Exact copies of the lines below, from the one with "Target: vanity cabinet" up to and including the one with "Target: snow-covered branch", are what this calls for; leave out pictures.

Supplied records ::
********************
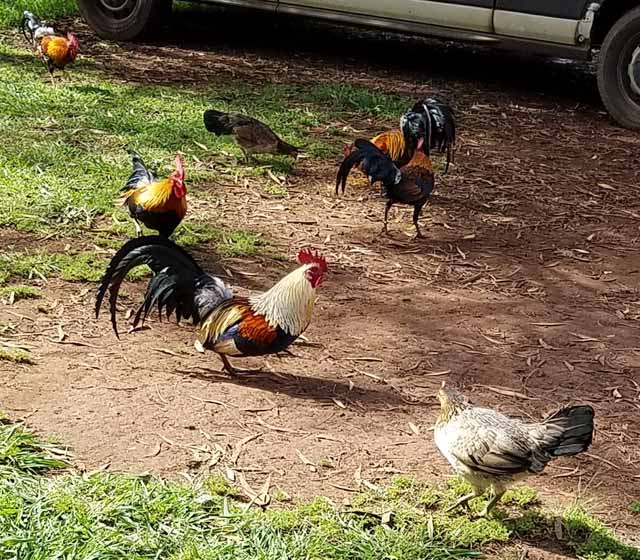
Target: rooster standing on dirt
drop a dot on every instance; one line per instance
(441, 127)
(230, 325)
(490, 450)
(158, 204)
(253, 136)
(412, 184)
(56, 51)
(438, 130)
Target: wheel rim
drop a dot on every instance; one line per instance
(634, 71)
(118, 9)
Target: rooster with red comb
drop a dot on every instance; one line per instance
(261, 324)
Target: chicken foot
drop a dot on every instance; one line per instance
(490, 504)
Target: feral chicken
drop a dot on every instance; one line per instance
(265, 323)
(441, 127)
(55, 50)
(491, 450)
(253, 136)
(411, 185)
(159, 204)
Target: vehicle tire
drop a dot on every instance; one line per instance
(619, 70)
(124, 20)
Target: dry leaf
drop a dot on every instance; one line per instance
(338, 402)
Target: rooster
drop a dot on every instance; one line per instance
(412, 184)
(265, 323)
(158, 204)
(253, 136)
(441, 127)
(55, 50)
(491, 450)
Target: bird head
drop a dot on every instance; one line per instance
(177, 178)
(315, 266)
(73, 43)
(414, 128)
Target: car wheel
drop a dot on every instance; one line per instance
(619, 70)
(124, 20)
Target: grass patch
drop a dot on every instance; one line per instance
(16, 356)
(347, 98)
(20, 291)
(85, 266)
(11, 10)
(68, 159)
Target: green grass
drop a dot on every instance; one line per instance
(16, 356)
(49, 513)
(11, 10)
(68, 158)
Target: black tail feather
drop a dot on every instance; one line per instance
(376, 164)
(441, 125)
(568, 431)
(217, 122)
(178, 286)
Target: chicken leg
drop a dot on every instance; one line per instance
(416, 217)
(491, 504)
(385, 231)
(227, 365)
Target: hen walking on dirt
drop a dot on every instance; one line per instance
(253, 136)
(55, 50)
(411, 185)
(265, 323)
(159, 204)
(491, 450)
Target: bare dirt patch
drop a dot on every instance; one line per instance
(525, 293)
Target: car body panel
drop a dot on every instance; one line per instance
(536, 27)
(565, 9)
(471, 16)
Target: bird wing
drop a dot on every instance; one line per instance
(235, 316)
(54, 48)
(490, 443)
(153, 197)
(178, 285)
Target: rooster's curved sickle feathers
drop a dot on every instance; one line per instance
(229, 325)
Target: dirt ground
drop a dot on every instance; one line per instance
(524, 293)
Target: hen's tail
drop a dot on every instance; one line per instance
(29, 25)
(568, 431)
(178, 285)
(217, 122)
(441, 127)
(140, 175)
(377, 165)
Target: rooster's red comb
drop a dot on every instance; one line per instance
(307, 256)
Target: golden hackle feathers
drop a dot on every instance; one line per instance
(156, 197)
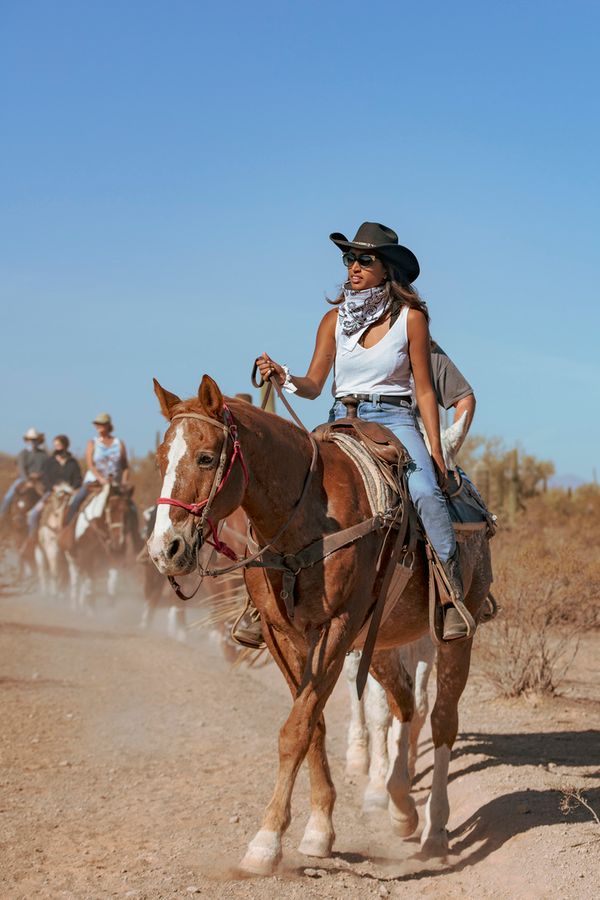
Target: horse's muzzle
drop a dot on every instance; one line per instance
(172, 552)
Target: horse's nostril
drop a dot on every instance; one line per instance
(173, 548)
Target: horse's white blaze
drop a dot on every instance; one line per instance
(94, 510)
(162, 526)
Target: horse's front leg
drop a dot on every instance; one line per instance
(418, 659)
(301, 731)
(452, 672)
(377, 714)
(319, 833)
(357, 750)
(388, 669)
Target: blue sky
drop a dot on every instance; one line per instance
(171, 172)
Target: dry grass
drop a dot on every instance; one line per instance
(547, 580)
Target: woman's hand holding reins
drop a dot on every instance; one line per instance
(268, 367)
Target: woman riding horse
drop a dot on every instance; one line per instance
(377, 340)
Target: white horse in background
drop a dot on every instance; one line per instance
(386, 755)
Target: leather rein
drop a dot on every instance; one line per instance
(267, 557)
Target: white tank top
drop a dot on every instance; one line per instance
(107, 460)
(381, 369)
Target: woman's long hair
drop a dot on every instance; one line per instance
(400, 292)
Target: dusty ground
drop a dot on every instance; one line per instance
(134, 766)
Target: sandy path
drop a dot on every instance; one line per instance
(133, 766)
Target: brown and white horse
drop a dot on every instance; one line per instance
(97, 545)
(263, 469)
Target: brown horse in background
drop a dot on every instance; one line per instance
(95, 543)
(26, 496)
(334, 597)
(49, 556)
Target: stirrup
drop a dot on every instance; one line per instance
(456, 627)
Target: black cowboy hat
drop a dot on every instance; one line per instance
(384, 242)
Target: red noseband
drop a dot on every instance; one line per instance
(202, 508)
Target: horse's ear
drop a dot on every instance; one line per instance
(210, 396)
(166, 399)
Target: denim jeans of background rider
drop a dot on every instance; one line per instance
(422, 483)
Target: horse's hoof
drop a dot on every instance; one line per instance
(375, 799)
(435, 845)
(403, 824)
(316, 843)
(263, 855)
(357, 763)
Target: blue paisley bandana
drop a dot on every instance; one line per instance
(359, 310)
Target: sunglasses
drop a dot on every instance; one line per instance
(364, 260)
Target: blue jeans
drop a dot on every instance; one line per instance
(8, 497)
(76, 502)
(422, 484)
(33, 516)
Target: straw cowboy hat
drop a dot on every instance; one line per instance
(32, 434)
(384, 242)
(102, 419)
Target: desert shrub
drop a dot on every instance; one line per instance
(547, 580)
(524, 651)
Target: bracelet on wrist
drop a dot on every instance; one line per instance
(288, 385)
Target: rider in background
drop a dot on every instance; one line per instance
(450, 386)
(60, 468)
(30, 462)
(106, 461)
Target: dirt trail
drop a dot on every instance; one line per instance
(133, 766)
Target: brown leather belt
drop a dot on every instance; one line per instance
(394, 399)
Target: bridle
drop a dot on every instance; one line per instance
(202, 508)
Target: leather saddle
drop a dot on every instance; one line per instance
(382, 444)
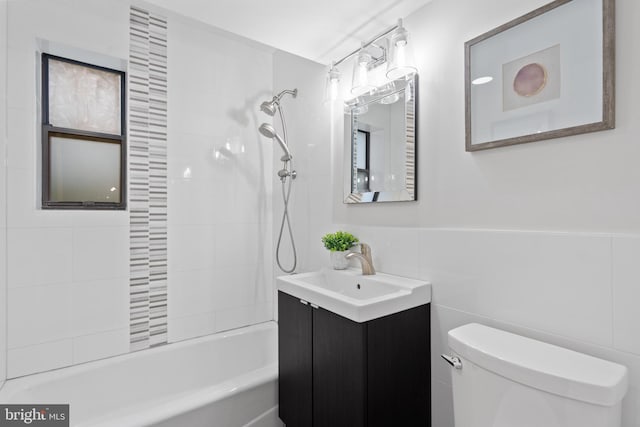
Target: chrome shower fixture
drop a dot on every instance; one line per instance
(267, 130)
(286, 174)
(269, 107)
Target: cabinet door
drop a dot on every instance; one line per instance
(295, 359)
(399, 369)
(339, 371)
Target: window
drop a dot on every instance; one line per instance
(83, 135)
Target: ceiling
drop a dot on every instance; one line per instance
(318, 30)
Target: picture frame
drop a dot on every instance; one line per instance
(531, 79)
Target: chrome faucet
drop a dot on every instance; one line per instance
(365, 259)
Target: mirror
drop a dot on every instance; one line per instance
(381, 132)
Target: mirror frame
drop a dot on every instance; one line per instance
(409, 192)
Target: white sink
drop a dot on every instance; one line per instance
(354, 296)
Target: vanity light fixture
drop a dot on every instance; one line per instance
(393, 49)
(332, 84)
(360, 84)
(401, 63)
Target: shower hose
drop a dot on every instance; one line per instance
(287, 182)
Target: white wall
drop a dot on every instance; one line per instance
(220, 181)
(3, 194)
(541, 239)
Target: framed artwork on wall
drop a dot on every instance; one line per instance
(547, 74)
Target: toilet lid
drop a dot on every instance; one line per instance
(540, 365)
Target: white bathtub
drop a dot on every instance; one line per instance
(223, 380)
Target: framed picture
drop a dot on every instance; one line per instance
(547, 74)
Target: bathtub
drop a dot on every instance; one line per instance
(223, 380)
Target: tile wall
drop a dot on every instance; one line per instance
(67, 271)
(575, 290)
(220, 181)
(3, 192)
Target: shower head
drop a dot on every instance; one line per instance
(267, 130)
(269, 107)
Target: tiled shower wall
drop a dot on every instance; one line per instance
(220, 181)
(68, 271)
(148, 178)
(3, 192)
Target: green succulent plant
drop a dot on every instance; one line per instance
(339, 241)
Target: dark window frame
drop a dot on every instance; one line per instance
(49, 130)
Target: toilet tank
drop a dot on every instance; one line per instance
(506, 380)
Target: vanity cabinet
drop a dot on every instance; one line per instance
(334, 372)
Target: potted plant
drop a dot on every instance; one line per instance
(339, 244)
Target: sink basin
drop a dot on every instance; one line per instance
(354, 296)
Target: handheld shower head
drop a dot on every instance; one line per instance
(267, 130)
(269, 107)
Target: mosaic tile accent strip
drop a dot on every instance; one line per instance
(147, 179)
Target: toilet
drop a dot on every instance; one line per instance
(500, 379)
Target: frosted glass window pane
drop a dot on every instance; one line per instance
(84, 98)
(84, 170)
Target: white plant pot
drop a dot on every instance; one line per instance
(338, 260)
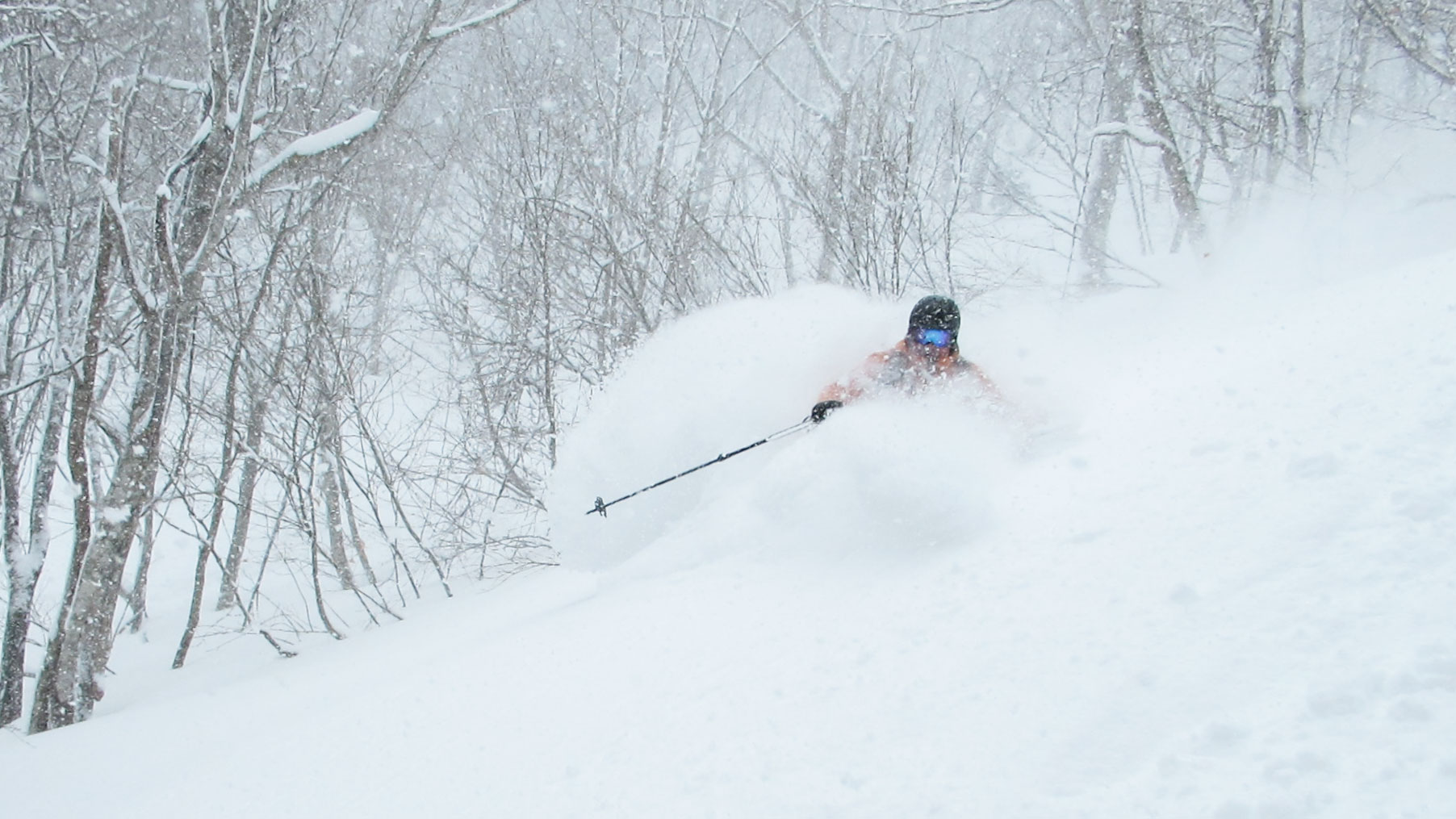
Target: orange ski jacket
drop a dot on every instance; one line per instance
(909, 369)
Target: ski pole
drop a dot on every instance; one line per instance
(601, 508)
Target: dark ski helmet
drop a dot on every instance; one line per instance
(935, 313)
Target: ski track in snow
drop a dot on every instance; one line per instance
(1218, 583)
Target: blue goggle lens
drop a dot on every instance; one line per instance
(938, 338)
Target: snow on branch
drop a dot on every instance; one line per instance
(18, 40)
(951, 9)
(440, 32)
(318, 143)
(175, 83)
(1136, 132)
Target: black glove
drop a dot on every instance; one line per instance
(822, 411)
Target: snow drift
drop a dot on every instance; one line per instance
(1222, 587)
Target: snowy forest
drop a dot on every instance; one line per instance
(304, 293)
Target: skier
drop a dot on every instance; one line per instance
(925, 358)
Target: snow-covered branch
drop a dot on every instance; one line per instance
(440, 32)
(318, 143)
(1136, 132)
(175, 83)
(18, 40)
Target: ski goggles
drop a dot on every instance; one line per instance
(935, 338)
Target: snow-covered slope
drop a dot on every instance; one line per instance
(1218, 583)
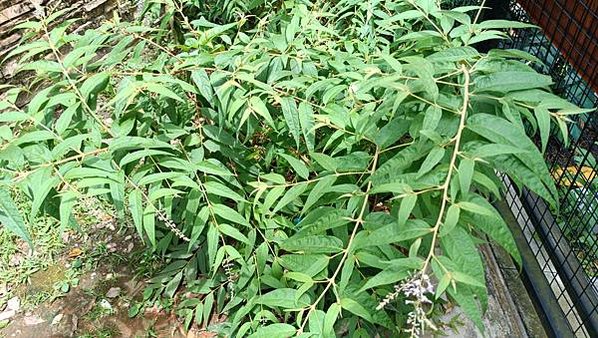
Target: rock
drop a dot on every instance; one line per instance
(33, 320)
(57, 319)
(13, 304)
(104, 304)
(113, 292)
(7, 314)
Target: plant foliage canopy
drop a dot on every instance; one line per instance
(309, 168)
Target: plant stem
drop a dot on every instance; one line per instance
(446, 185)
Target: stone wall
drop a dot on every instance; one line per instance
(14, 12)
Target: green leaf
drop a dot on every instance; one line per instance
********************
Problem solution ::
Target: vanity cabinet
drop a dot on every instance; one line per instance
(334, 372)
Target: potted plant
drop a dot on every instance; one line per instance
(339, 244)
Target: sink basin
drop a dot on every instance; one line per instance
(354, 296)
Target: handheld shower head
drop a dot on every instance; one line per instance
(267, 130)
(269, 107)
Target: mosaic tile accent strip
drop a dot on every instance; one line per instance
(147, 179)
Target: toilet
drop a dot on every instance; one line per instance
(500, 379)
Target: frosted glass window pane
drop a dot on every instance; one line per instance
(84, 98)
(84, 170)
Target: white plant pot
drop a dot on every instance; one line per instance
(338, 260)
Target: orange ski jacket
drop a dot on every instance; one line per instance
(909, 369)
Target: ski pole
drop a dot on every instance; one line per instance
(601, 508)
Target: dark ski helmet
drop a dot on every instance; one line per instance
(935, 313)
Target: ski track in snow
drop a dot on every instance; one line per instance
(1218, 583)
Target: blue goggle lens
drop a dot on every instance; one line per instance
(938, 338)
Target: snow on branch
drop a dot on every instance; one line per instance
(18, 40)
(951, 9)
(440, 32)
(318, 143)
(175, 83)
(1136, 132)
Target: black glove
drop a dot on every instance; one line per instance
(822, 411)
Target: snow drift
drop a dot on every instance; one line per instance
(1222, 587)
Target: snowy forest
drop a dot on every instance; one line per instance
(304, 293)
Target: skier
drop a dot on every instance; one line per instance
(925, 358)
Target: snow-covered branch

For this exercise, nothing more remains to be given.